**INSTRUCTIONS TO FOLLOW**
Of the lines listed below, return exactly those that run from the line containing "Can you find the sky" through the line containing "Can you find the bush", both included.

**EXERCISE MATERIAL**
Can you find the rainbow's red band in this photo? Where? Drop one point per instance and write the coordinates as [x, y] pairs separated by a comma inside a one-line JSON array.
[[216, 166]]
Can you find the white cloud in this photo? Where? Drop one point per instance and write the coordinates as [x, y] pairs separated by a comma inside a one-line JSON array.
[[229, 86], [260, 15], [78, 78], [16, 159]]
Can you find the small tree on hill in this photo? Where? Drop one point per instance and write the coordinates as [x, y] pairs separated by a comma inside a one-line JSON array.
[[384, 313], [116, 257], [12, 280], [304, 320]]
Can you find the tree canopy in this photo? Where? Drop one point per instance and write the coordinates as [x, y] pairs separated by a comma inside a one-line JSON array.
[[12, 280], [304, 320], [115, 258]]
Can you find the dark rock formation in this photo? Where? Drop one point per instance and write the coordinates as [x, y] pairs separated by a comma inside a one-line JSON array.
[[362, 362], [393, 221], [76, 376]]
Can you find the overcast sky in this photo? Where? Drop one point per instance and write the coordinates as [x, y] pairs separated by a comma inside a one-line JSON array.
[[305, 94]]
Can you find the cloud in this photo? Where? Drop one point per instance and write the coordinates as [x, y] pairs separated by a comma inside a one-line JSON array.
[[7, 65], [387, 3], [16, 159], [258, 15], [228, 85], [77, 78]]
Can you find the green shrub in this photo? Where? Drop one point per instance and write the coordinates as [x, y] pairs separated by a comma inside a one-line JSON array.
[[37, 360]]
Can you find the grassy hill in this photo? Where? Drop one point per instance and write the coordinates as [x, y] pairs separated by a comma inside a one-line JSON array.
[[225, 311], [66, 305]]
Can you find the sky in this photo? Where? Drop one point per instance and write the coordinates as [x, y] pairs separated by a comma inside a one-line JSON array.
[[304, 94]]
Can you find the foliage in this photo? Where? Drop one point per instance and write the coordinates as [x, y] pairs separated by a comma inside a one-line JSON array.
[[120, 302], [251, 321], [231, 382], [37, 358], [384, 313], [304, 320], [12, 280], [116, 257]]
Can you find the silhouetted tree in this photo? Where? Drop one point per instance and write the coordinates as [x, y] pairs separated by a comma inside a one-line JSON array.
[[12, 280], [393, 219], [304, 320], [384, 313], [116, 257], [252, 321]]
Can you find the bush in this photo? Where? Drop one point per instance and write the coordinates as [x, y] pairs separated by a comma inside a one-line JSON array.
==
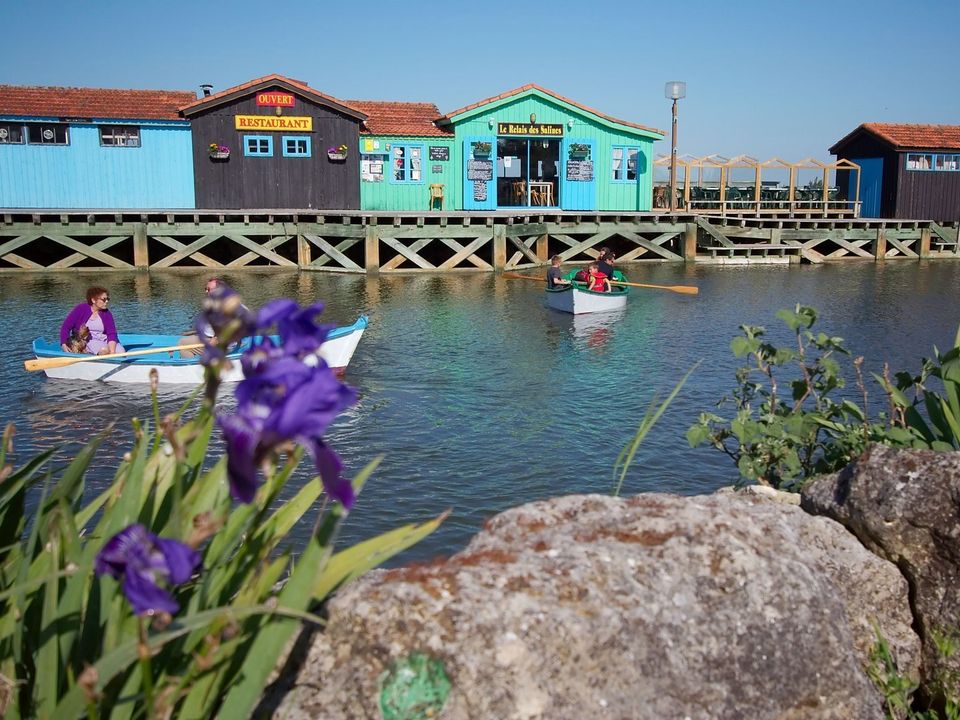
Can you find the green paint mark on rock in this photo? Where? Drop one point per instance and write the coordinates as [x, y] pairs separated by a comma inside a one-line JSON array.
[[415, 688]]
--
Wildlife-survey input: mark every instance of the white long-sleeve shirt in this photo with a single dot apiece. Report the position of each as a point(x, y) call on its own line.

**SOLUTION**
Can you find the sky in this photo? Where? Drop one point per instance and write the coordinates as [x, y] pairs separated by a comma inside a one-line JSON array.
[[304, 94]]
Can you find the foliage in this photo? Where? Drop one point per instance and write the coordinates as [x, y] pairs separated by a comma inside a one-line JSON array.
[[120, 302], [251, 321], [231, 382], [37, 358], [384, 313], [304, 320], [12, 280], [116, 257]]
Can you find the silhouetted tree in this photo? Where? Drop one point per instance and write the coordinates as [x, y] pairs separated by a comma inside a one-line JSON array.
[[12, 280], [393, 219], [304, 320], [384, 313], [116, 257], [252, 321]]
Can you find the bush in this photo? Where? Drop one point per instance and write the coordinates as [x, y] pairs separated by a comma inside a one-line JSON array.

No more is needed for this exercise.